State how many lines of the records below contain the word "shoulder". Give the number only.

# Extracted material
==*==
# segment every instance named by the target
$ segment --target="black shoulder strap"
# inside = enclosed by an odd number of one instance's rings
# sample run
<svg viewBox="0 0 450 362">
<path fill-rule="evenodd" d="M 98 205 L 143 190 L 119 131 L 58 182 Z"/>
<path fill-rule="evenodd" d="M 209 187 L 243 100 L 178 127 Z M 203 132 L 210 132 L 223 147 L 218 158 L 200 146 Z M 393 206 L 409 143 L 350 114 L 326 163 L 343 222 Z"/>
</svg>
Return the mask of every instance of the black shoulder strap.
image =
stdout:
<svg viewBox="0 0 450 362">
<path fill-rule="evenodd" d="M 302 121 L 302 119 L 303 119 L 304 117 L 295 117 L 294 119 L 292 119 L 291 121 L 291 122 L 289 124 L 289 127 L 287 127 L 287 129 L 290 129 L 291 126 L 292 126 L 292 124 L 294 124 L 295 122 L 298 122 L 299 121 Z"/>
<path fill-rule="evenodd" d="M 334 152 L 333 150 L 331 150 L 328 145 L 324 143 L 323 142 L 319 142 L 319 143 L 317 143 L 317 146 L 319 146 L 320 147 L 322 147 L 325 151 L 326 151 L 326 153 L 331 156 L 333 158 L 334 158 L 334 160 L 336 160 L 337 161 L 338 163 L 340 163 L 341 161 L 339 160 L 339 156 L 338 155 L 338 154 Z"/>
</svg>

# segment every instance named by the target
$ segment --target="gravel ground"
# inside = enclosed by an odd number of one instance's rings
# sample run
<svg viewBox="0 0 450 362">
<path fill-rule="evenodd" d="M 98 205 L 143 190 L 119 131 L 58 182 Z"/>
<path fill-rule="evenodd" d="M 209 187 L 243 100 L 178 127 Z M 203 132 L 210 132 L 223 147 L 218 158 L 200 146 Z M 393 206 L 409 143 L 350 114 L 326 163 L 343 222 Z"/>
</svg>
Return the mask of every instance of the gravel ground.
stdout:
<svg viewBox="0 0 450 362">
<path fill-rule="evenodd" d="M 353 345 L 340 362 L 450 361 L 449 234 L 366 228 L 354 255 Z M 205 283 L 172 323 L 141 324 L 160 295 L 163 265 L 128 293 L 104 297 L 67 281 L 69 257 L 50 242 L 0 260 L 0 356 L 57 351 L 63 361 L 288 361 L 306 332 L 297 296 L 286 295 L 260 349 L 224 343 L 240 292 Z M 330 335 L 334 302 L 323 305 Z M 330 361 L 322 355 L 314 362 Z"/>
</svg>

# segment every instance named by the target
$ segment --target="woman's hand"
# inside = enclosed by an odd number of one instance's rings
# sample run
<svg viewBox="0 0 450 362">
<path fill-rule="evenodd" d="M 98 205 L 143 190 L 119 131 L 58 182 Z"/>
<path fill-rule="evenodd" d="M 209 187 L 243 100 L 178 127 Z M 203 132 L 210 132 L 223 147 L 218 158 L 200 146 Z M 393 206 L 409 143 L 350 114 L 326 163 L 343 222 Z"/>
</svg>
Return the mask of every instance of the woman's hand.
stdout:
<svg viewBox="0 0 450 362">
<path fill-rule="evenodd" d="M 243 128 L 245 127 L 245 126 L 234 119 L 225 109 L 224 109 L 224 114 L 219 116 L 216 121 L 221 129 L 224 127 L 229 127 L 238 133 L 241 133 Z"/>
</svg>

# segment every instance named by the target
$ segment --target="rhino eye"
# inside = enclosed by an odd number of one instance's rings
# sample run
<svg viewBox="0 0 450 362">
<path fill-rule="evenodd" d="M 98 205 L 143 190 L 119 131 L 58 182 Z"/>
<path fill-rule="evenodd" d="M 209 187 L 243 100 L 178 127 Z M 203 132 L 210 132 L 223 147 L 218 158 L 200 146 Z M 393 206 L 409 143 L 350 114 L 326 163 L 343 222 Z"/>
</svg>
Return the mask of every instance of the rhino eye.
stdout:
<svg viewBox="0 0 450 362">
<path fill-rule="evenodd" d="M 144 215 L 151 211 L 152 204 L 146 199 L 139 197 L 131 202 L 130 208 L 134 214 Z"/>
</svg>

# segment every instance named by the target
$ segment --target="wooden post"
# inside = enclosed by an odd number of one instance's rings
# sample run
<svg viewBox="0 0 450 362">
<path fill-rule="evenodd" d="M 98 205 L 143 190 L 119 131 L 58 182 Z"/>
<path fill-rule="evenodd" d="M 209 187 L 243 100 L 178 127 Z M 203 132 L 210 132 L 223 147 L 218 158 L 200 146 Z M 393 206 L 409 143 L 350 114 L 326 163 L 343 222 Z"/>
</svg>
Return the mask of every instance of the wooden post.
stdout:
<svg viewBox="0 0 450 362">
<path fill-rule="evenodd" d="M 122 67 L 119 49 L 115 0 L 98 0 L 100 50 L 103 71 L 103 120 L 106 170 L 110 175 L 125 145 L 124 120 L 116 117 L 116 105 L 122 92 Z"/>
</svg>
==*==
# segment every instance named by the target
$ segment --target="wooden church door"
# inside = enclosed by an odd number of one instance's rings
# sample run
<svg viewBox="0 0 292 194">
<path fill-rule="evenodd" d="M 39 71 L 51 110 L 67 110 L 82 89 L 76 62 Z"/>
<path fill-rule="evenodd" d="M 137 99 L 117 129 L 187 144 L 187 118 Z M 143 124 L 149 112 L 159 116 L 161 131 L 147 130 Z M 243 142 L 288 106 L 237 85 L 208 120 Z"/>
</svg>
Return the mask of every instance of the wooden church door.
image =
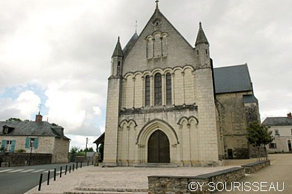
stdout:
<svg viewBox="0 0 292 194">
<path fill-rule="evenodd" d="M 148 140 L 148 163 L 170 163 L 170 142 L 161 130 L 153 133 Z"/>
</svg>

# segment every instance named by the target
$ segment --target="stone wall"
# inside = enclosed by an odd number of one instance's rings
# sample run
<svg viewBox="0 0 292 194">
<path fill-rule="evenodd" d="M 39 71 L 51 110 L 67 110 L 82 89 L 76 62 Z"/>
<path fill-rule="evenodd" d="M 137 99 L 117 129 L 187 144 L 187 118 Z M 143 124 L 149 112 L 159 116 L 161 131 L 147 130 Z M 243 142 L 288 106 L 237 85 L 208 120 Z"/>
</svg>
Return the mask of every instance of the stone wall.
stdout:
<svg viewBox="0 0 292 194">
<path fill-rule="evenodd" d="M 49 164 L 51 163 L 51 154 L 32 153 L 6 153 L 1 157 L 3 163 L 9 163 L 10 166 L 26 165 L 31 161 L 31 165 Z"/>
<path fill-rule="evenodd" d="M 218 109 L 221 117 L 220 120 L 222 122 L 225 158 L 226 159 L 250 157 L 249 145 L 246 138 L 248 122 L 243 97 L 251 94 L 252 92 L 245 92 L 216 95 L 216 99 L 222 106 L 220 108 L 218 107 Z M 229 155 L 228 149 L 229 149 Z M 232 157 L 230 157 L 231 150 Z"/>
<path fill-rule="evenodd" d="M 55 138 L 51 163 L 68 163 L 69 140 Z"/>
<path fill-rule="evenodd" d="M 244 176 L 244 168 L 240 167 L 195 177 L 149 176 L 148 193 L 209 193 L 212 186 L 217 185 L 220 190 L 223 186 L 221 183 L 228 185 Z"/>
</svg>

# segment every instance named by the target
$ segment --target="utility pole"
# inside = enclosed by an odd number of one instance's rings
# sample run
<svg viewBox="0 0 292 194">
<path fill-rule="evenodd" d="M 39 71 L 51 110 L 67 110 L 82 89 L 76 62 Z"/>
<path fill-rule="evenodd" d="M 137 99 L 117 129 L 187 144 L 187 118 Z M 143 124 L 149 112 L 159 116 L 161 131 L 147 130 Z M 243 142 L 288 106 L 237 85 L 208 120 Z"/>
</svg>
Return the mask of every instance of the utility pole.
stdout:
==*==
# Result of this task
2